What needs to be done -> Return the part of the doping news report below that runs from "BERLIN • Germany's" up to and including "in the investigation.", copied word for word.
==== Text block
BERLIN • Germany's national anti-doping agency will investigate 28 athletes to see whether they received blood transfusions from a doctor at the center of a doping scandal.
NADA said Monday it will review the court documents from an ongoing case against Dr. Andreas Franke, who worked at a training center run by the German Olympic Sports Confederation for top-level athletes in Erfurt in central Germany.
NADA president Andrea Gotzmann said she hopes the documents will help the body "decide which athletes we proceed with" in the investigation.
Franke is suspected of treating athletes' blood with UV light before re-injecting it back into the same athlete, a procedure banned by the World Anti-Doping Agency.
Public broadcaster ARD said Sunday it had a list of the 28 names implicated in the scandal, including former Olympic speedskating champion Claudia Pechstein, former 800 meter Olympic champion Nils Schumann, rising German cycling star Marcel Kittel and Jamaican long jumper James Beckford.
It did not reveal all the names but said some athletes were minors when they received transfusions at the state-funded center.
"Of course we will use due diligence to look into each case ... regardless of whether we're dealing with Olympic champions or young athletes," Gotzmann said Monday.
Authorities searched Franke's clinic and the training center for evidence in April last year, and NADA said it was pushing the investigation into possible doping offenses "as quickly and intensively as legally possible."
========
==== Record set
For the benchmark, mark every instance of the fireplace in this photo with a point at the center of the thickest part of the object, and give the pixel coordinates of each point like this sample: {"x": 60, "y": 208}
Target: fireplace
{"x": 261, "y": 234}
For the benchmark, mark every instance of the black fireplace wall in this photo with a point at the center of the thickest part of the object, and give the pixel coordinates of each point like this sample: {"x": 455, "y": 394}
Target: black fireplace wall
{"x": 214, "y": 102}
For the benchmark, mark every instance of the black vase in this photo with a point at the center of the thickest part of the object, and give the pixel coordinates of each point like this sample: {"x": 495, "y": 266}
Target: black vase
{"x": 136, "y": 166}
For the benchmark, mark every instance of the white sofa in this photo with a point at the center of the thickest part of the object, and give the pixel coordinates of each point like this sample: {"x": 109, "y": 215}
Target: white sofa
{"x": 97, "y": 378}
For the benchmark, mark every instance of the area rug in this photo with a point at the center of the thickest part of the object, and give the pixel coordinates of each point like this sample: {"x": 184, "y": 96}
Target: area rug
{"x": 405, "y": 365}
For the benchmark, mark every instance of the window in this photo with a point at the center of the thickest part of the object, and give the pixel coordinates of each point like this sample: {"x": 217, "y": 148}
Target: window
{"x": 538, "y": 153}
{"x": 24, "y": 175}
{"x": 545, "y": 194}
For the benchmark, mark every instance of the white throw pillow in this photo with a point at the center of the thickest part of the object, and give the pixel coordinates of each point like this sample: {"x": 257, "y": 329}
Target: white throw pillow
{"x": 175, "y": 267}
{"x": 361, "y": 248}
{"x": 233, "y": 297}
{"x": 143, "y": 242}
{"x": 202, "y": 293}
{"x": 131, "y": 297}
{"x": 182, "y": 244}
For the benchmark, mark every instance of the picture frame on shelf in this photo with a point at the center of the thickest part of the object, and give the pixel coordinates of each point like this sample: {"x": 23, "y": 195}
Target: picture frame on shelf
========
Problem solution ->
BERLIN • Germany's national anti-doping agency will investigate 28 athletes to see whether they received blood transfusions from a doctor at the center of a doping scandal.
NADA said Monday it will review the court documents from an ongoing case against Dr. Andreas Franke, who worked at a training center run by the German Olympic Sports Confederation for top-level athletes in Erfurt in central Germany.
NADA president Andrea Gotzmann said she hopes the documents will help the body "decide which athletes we proceed with" in the investigation.